Raw records:
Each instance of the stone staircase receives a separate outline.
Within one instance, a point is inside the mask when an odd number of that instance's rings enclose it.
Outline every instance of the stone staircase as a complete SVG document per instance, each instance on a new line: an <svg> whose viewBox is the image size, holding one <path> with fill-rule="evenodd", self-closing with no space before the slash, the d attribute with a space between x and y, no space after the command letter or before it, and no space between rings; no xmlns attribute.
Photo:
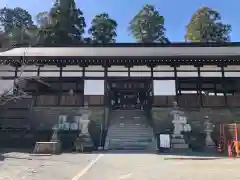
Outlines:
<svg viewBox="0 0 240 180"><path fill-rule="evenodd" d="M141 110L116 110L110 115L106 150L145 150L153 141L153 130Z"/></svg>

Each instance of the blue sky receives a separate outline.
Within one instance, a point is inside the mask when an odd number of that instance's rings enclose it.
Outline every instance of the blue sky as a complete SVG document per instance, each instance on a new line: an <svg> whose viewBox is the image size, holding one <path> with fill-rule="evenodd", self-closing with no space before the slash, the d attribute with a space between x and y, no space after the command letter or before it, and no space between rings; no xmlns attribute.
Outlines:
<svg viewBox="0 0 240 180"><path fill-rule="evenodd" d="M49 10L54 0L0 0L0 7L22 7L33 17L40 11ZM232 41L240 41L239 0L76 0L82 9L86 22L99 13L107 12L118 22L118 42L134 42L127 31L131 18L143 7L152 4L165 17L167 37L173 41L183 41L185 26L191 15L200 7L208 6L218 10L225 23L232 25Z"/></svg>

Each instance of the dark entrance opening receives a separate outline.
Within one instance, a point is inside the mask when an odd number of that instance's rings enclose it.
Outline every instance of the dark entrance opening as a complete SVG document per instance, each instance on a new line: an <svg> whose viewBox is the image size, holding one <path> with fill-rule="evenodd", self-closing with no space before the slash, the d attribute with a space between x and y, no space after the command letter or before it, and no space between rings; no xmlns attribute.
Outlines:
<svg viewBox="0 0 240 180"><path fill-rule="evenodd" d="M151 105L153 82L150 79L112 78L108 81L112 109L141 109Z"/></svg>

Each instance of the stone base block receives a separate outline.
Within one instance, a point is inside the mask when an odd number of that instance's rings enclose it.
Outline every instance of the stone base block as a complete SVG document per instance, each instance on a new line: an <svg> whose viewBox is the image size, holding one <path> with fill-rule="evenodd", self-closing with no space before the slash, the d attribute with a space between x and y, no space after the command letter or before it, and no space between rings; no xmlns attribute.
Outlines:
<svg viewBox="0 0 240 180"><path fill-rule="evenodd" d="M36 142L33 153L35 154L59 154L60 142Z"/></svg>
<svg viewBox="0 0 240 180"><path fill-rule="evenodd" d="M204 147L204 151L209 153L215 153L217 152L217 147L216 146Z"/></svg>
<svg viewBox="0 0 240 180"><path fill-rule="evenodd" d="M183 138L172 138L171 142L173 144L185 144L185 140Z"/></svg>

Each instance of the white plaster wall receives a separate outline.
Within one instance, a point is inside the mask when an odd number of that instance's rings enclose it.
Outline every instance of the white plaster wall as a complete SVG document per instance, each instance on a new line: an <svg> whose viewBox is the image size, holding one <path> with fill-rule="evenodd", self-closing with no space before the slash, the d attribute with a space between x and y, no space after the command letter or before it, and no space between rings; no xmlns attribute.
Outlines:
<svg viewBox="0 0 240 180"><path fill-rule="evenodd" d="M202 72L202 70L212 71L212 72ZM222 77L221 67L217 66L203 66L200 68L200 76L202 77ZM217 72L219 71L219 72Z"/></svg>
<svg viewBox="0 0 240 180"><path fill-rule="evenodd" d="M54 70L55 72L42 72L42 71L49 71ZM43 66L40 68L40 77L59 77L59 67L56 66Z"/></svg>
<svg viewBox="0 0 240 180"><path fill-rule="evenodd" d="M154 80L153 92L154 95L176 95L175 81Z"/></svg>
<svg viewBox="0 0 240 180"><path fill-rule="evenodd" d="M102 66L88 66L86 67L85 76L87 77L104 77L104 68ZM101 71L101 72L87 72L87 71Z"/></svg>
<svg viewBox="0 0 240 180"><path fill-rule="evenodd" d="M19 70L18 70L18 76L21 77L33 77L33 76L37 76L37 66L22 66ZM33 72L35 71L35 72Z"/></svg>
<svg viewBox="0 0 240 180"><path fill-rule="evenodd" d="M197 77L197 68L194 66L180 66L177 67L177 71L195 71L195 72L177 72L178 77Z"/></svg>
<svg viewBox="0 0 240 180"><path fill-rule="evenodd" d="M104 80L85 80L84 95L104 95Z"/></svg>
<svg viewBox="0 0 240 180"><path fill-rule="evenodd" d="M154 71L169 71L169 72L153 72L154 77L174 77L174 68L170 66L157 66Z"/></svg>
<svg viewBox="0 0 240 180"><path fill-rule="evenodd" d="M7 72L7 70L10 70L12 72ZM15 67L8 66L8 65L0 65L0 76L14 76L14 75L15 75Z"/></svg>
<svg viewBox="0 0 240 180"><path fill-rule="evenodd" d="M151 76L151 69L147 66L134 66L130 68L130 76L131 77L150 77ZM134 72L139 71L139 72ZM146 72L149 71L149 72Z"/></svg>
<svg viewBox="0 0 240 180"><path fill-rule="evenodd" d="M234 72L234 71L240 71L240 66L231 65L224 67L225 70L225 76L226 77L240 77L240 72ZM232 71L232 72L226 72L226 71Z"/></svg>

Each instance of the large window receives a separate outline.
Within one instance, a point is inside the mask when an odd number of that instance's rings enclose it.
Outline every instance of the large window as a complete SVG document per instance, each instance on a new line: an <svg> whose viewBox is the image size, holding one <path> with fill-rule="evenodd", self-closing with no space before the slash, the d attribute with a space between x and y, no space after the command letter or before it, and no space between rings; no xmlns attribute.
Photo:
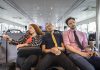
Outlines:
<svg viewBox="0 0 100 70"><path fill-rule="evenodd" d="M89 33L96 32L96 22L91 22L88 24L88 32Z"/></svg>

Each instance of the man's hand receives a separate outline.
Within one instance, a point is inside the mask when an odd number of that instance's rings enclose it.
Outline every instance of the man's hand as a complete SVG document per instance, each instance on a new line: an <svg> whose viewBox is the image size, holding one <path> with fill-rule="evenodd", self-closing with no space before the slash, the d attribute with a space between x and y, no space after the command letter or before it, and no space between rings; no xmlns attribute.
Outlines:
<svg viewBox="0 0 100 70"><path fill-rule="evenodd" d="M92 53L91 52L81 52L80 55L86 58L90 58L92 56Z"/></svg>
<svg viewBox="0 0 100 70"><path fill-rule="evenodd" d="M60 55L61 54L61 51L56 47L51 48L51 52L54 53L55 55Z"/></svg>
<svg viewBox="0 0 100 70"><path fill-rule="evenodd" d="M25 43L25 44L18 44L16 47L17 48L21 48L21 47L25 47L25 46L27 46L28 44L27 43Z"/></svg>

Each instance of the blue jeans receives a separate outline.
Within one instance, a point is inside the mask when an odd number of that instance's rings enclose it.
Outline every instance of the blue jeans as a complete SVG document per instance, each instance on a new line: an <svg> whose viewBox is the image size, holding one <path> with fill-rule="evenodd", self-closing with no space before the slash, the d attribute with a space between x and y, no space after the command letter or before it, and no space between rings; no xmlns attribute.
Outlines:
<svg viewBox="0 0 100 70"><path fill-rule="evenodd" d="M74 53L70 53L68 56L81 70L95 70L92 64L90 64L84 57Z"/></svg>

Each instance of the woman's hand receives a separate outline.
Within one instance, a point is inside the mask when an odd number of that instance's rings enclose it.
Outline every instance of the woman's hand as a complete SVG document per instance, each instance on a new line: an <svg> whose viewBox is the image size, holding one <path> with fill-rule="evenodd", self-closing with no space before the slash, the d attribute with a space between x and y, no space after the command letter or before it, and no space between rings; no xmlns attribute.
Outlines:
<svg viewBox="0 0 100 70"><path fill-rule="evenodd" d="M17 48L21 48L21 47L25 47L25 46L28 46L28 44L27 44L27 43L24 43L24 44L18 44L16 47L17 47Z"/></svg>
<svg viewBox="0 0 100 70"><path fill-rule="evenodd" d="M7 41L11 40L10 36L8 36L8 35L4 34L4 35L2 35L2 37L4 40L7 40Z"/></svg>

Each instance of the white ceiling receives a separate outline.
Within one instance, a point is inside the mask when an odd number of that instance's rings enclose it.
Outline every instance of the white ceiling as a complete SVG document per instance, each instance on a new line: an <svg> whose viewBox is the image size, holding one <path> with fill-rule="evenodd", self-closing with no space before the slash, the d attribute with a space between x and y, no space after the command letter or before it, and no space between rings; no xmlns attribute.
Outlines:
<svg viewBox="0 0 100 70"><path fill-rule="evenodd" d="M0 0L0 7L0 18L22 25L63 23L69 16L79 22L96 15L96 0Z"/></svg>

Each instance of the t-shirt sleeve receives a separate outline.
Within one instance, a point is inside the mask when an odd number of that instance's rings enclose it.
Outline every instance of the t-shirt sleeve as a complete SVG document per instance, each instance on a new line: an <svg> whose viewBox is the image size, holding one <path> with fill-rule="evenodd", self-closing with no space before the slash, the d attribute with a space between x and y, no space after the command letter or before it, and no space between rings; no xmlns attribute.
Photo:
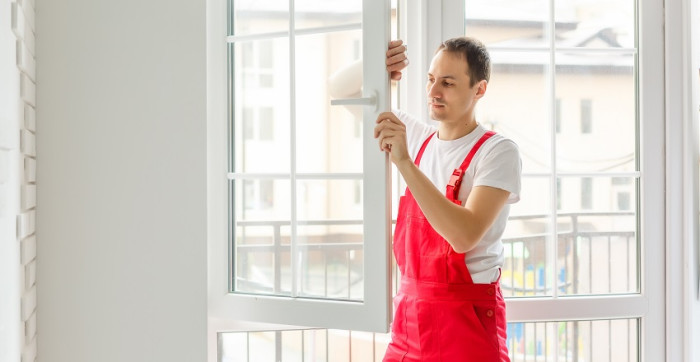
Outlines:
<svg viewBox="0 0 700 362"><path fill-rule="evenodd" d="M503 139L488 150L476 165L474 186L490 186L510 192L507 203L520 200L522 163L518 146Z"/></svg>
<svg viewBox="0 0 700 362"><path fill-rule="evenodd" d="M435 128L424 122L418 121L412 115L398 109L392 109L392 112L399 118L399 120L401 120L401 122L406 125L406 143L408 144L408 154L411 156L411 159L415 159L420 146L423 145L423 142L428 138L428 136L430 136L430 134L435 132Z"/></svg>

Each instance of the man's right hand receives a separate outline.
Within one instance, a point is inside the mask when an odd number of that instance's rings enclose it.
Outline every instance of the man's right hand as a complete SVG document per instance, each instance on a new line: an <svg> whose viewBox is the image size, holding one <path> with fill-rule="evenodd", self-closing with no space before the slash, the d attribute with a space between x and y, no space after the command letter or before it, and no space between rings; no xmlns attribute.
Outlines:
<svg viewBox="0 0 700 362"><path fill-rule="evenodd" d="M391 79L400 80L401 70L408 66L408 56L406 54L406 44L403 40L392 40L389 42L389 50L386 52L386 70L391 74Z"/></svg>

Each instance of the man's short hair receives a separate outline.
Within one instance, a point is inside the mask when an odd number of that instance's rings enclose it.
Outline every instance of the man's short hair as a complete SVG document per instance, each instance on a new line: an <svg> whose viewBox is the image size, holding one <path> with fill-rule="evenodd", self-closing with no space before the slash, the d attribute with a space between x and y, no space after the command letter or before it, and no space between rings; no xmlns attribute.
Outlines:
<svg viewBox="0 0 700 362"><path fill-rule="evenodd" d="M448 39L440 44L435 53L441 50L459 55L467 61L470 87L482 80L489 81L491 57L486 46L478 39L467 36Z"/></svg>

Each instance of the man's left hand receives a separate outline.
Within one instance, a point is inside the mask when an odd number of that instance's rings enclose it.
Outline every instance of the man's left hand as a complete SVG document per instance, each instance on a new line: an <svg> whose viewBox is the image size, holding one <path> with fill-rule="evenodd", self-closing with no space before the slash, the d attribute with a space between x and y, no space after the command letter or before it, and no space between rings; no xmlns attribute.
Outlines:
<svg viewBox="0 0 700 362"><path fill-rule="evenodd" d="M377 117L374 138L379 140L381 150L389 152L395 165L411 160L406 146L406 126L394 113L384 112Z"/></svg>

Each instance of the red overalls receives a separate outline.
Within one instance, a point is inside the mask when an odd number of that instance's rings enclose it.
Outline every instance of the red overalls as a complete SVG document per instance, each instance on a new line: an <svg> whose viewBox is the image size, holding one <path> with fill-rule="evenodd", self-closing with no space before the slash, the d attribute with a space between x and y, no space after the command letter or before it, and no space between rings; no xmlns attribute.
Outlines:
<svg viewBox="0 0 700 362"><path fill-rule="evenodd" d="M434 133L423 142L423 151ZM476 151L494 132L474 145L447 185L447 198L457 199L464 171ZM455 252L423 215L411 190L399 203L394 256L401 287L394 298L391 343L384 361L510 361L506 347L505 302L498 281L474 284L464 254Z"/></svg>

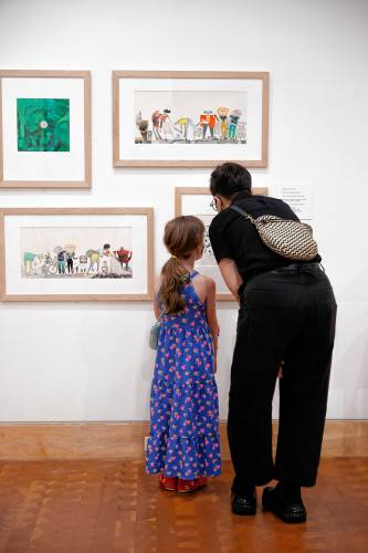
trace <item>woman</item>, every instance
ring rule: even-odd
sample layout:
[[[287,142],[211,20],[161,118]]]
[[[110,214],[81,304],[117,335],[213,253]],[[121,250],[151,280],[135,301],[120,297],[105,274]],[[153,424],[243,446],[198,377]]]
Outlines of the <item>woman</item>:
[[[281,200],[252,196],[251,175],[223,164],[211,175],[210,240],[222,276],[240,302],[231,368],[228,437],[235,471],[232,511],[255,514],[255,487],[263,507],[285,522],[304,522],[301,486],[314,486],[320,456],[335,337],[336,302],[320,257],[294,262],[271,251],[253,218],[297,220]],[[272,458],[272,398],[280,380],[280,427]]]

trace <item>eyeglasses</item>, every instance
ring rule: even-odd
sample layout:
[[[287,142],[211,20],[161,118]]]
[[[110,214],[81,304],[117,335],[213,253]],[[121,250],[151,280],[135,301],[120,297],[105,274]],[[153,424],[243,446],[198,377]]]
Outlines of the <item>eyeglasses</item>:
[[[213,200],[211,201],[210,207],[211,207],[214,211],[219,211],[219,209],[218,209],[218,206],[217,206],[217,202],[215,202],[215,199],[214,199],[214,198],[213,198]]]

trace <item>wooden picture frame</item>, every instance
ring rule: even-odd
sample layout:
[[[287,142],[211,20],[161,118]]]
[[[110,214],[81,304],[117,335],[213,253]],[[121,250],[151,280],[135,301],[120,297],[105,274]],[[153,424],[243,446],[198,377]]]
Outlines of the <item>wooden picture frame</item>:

= WHAT THE EXERCISE ASKS =
Which lines of the records contain the string "wall"? Show each of them in full.

= PROBLEM SOLUTION =
Each instance of the white plaster wall receives a separate outline.
Outline every instance of the white plaster wall as a complete SVG document per instance, each instance on a new line: an <svg> whose viewBox is the image size, holding one <path> with fill-rule="evenodd", self-closing with no space before the slash, the d attribute with a space between x and y, no space after the command letter or before it, and no space between rings; no xmlns attribute.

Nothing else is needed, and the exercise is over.